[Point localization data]

Segment Open

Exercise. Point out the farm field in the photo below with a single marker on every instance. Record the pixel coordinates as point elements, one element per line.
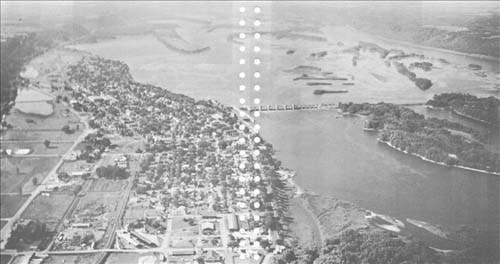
<point>28,168</point>
<point>10,204</point>
<point>39,148</point>
<point>48,209</point>
<point>60,117</point>
<point>104,185</point>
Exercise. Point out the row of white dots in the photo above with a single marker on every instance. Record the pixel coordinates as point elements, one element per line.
<point>256,61</point>
<point>256,10</point>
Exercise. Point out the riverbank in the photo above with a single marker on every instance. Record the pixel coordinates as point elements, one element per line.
<point>435,162</point>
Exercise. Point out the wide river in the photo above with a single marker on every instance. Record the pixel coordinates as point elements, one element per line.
<point>331,154</point>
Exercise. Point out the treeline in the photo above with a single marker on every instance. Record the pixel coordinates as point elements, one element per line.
<point>484,109</point>
<point>112,173</point>
<point>15,53</point>
<point>432,138</point>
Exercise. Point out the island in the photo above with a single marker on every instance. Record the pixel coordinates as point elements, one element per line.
<point>435,140</point>
<point>484,110</point>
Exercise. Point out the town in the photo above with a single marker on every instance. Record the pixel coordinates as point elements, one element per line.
<point>195,181</point>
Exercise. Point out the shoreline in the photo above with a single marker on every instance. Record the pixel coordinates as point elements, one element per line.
<point>435,162</point>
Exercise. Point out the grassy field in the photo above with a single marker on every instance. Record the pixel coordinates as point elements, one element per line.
<point>77,165</point>
<point>28,168</point>
<point>61,116</point>
<point>48,208</point>
<point>72,259</point>
<point>39,148</point>
<point>20,135</point>
<point>10,204</point>
<point>104,185</point>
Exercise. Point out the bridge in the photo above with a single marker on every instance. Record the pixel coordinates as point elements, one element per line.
<point>288,107</point>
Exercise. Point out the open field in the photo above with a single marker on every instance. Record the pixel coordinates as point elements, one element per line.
<point>60,117</point>
<point>39,148</point>
<point>38,136</point>
<point>77,165</point>
<point>28,168</point>
<point>104,185</point>
<point>48,209</point>
<point>10,204</point>
<point>72,259</point>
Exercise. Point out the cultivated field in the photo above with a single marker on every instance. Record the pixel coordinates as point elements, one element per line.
<point>10,204</point>
<point>39,147</point>
<point>61,116</point>
<point>12,181</point>
<point>48,209</point>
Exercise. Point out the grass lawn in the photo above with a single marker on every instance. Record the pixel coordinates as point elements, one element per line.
<point>9,204</point>
<point>48,208</point>
<point>11,181</point>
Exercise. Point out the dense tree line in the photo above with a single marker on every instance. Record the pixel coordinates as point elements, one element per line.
<point>15,52</point>
<point>431,138</point>
<point>483,109</point>
<point>112,173</point>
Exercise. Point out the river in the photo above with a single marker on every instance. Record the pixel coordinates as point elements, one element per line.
<point>331,154</point>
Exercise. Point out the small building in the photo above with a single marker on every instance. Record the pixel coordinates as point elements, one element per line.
<point>232,223</point>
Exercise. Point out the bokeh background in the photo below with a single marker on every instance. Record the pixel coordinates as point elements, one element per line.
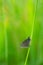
<point>20,19</point>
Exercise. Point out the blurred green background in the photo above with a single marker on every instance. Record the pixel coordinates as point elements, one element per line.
<point>18,20</point>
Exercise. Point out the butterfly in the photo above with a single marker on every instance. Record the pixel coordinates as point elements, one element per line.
<point>25,43</point>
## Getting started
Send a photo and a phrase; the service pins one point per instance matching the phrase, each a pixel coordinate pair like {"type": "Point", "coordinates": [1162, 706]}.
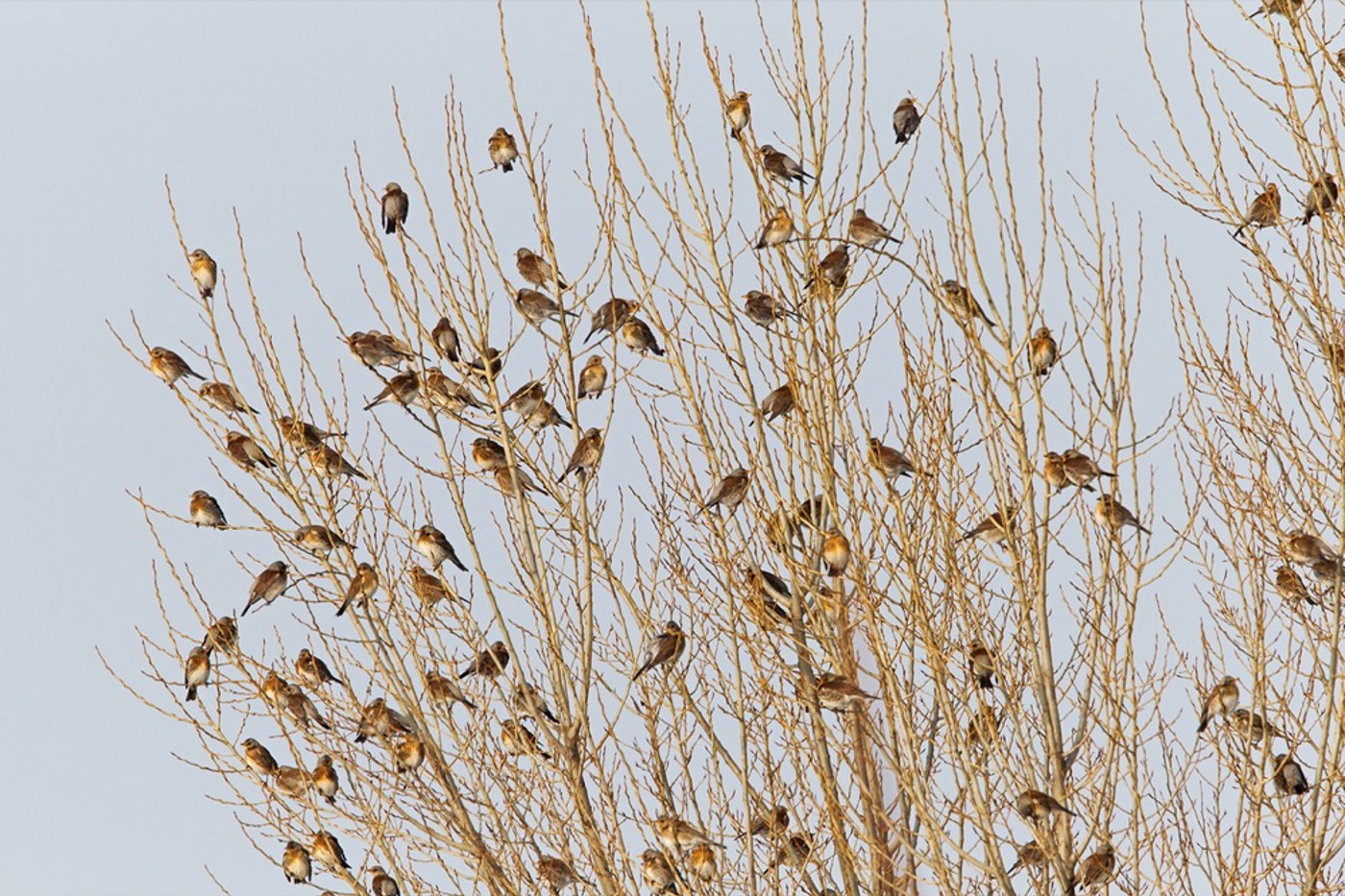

Segment Closed

Apart from the pictures, every line above must be printed exactly.

Exercise. Point out the farm field in the photo below with a single marker on every instance. Record the pixel coordinates as point elements, one element per line.
<point>28,168</point>
<point>10,204</point>
<point>39,148</point>
<point>48,209</point>
<point>60,117</point>
<point>104,185</point>
Exercise. Point out the row of white dots in the photo above with a single marker on every instance. Record the pixel coordinates as point elements, one element per line.
<point>256,61</point>
<point>256,10</point>
Exercise. Point out the riverbank in the photo above with a single marker on every instance. Record the pixel coordinates as point elements, one element per line.
<point>435,162</point>
Exercise. Point out the wide river in the photo above with a single marker on every instance. Record the pixel coordinates as point elements, one element per line.
<point>331,154</point>
Exercise. Point out the treeline in the photo above with a single marker on every instance. Record the pixel coordinates as point elements, one element per line.
<point>484,109</point>
<point>112,173</point>
<point>15,53</point>
<point>432,138</point>
Exercise. Point out the island in the photo above with a single marker on every instance. Record the pixel coordinates as point elements, one element per line.
<point>435,140</point>
<point>484,110</point>
Exercise. Point out the town in the photo above with a single marker on every instance. Record the pixel coordinates as point elements, one element per line.
<point>195,181</point>
Exercise. Point out the shoreline in the photo above with a single marker on every instance. Record the pixel coordinates as point elements, one element per line.
<point>435,162</point>
Exercise. Point out the grassy field in the photo above with a single marker on every instance. Record the pixel coordinates as point elements, one element per line.
<point>77,165</point>
<point>28,168</point>
<point>61,116</point>
<point>48,208</point>
<point>72,259</point>
<point>39,148</point>
<point>20,135</point>
<point>10,204</point>
<point>104,185</point>
Exercise. Point out the bridge in the photo above with a single marker on every instance. Record the pixel coordinates as point elements, one element per line.
<point>288,107</point>
Exercise. Point out the open field in the photo above with a single marker on every instance. Record the pixel coordinates as point elements, one element per line.
<point>60,117</point>
<point>39,148</point>
<point>38,136</point>
<point>77,165</point>
<point>28,168</point>
<point>104,185</point>
<point>48,209</point>
<point>10,204</point>
<point>72,259</point>
Exercise. Point out the cultivated field in the photo above with a single marker on every instance. Record the pixel coordinates as point elements, one element per line.
<point>10,204</point>
<point>39,147</point>
<point>61,116</point>
<point>12,181</point>
<point>48,209</point>
Exercise. Point out the grass lawn in the photo above with a single marker on every instance. Record the pixel coordinates as point elements, one element per line.
<point>9,204</point>
<point>48,208</point>
<point>11,181</point>
Exercise. Point out the dense tree line in the photo above with a single marker on every instance. Record the pixel coordinates as point elements, one element per line.
<point>15,52</point>
<point>431,138</point>
<point>483,109</point>
<point>112,173</point>
Exercise. Point out the river in the photo above with a single marker on every instance. Record the pixel coordinates as point elements, one element per line.
<point>331,154</point>
Exercise. Point out the small building in the photo above with a single marker on every instance. Record the pixel coordinates as point elements, one element per line.
<point>232,223</point>
Exercise. Point out the bokeh background in the photo below with a single marker on every instance. Record the pixel coordinates as point elements, one element per line.
<point>20,19</point>
Exercise. Point out the blurred green background in the photo above with a single marker on every instance. Record the pixel coordinates as point elements, one element per line.
<point>18,20</point>
Exercise. Point out the butterfly in the photo above with a single marker on every instance. Record the pixel coordinates as point elements, one element per line.
<point>25,43</point>
## Getting started
Send a photo and a phrase; the service pins one point per instance matching the phrase, each a pixel coordinate pair like {"type": "Point", "coordinates": [1162, 706]}.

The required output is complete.